__Objetivo do exercício__.
Imprima, sem mudar nenhuma palavra, o trecho do texto sobre o orçamento do CNPq que começa em "Segundo a Lei" e termina em "R$ 1,2 bilhão.".

__Texto de origem__.
_ _ _ _ _

Segundo a Lei Orçamentária Anual de 2019, a verba prevista para o CNPq corresponde a R$ 912 milhões (R$ 785 milhões para bolsas e R$ 127 milhões para projetos científicos). Entretanto, para pagar as bolsas e os projetos já iniciados, seria necessário, no mínimo, R$ 1,2 bilhão.

O CNPq apoia atualmente cerca de 80 mil bolsistas e 11 mil projetos. O déficit na ordem de R$ 300 milhões pode comprometer o pagamento de bolsas e projetos a partir de setembro/outubro de 2019.

Em 15 de abril de 2019, o CNPq encaminhou e-mails a coordenadores de projetos aprovados na Chamada Universal de 2018 informando a suspensão da implementação de novas bolsas. A Chamada Universal é um dos editais mais tradicionais da agência, voltado para pesquisas científicas, de tecnologia e de inovação em todas as áreas do conhecimento.

Em 5 de dezembro de 2018, o órgão tinha publicado a aprovação de 5.572 projetos, envolvendo 2.516 bolsas de várias modalidades, em um total de R$ 200 milhões.

Desde 2018, a situação crítica do CNPq vem sendo discutida publicamente. Em carta aberta, divulgada em 9 de agosto de 2018, o engenheiro elétrico e então presidente da entidade Mario Neto Borges alertou que as limitações orçamentárias impostas para 2019 poderiam limitar lançamento de editais e contratações de novos projetos.

“Cada real que se destina à pesquisa científica e cada minuto que se permite à inteligência e criatividade brasileiras exercitarem a busca por soluções, nos mais diferentes campos, vão sempre render frutos e benefícios para o país. […] Hoje o Brasil tem investimentos em Pesquisa e Desenvolvimento da ordem de 1,2% do seu Produto Interno Bruto, o que compreende os dispêndios privados e públicos — é muito pouco. Para que possa alcançar novos potenciais e realizar diferentes objetivos, o Brasil precisa ampliar esse percentual para ao menos 2% de seu PIB”, escreveu Borges.

O caso do Capes

A Capes apoia atualmente 93,5 mil bolsistas na pós-graduação, além de 105 mil profissionais de educação básica e 245 mil beneficiados por programas em 750 cursos de 110 instituições, em cerca de 600 cidades.

_ _ _ _ _

Itens listados num conjunto de dados
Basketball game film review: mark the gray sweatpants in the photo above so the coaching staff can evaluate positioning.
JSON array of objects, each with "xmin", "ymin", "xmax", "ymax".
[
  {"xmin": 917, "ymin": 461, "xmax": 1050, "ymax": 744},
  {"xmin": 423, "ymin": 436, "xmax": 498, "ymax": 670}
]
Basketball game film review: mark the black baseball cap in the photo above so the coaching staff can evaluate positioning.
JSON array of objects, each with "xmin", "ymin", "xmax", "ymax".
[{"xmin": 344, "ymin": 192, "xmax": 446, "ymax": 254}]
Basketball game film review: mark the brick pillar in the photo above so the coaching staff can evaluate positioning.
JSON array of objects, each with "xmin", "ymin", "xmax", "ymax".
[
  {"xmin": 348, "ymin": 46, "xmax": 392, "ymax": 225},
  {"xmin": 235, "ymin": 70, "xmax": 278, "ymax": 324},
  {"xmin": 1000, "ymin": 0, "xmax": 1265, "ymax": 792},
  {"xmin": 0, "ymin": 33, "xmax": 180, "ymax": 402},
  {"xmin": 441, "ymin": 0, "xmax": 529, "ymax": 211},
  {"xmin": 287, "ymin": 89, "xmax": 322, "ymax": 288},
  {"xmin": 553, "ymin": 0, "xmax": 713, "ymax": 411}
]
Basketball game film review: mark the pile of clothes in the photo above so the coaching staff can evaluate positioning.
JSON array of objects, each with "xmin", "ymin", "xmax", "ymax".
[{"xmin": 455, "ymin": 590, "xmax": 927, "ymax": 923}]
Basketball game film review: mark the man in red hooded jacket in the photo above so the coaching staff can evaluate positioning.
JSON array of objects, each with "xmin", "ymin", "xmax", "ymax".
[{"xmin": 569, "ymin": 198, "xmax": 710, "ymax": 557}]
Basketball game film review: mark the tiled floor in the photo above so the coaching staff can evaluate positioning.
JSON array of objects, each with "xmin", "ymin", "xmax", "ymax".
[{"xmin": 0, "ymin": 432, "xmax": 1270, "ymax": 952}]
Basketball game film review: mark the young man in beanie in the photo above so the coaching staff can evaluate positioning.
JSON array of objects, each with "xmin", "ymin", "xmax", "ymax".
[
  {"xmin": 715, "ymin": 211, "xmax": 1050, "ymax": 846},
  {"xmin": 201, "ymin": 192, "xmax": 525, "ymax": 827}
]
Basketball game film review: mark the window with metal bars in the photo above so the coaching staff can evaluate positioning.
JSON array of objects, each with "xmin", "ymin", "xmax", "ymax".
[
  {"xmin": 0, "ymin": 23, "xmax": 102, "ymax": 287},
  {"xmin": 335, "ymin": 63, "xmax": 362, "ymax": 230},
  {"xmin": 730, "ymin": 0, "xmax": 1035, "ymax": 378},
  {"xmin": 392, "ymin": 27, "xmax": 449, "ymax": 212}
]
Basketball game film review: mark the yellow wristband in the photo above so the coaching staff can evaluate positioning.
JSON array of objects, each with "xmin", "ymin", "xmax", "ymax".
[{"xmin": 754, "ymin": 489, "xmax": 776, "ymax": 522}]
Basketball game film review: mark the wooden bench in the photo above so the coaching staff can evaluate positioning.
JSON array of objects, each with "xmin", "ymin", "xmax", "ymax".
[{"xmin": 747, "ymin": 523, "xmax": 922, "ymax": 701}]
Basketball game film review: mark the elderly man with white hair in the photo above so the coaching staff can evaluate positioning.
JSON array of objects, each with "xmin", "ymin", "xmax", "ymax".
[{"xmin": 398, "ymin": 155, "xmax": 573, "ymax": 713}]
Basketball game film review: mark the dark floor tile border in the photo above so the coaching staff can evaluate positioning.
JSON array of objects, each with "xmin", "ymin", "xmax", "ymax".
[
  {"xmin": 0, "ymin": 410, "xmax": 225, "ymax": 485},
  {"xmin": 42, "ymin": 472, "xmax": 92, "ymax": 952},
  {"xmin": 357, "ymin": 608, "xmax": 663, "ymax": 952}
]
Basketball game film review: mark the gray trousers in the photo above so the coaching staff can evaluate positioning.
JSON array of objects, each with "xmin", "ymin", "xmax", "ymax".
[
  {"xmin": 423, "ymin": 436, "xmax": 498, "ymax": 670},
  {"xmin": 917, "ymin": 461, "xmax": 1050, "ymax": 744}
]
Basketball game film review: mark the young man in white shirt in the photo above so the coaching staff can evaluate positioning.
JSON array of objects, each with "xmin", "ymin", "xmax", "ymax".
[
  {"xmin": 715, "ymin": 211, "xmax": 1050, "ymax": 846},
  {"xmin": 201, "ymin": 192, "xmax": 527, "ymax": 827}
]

_ _ _ _ _

__Resposta completa__.
Segundo a Lei Orçamentária Anual de 2019, a verba prevista para o CNPq corresponde a R$ 912 milhões (R$ 785 milhões para bolsas e R$ 127 milhões para projetos científicos). Entretanto, para pagar as bolsas e os projetos já iniciados, seria necessário, no mínimo, R$ 1,2 bilhão.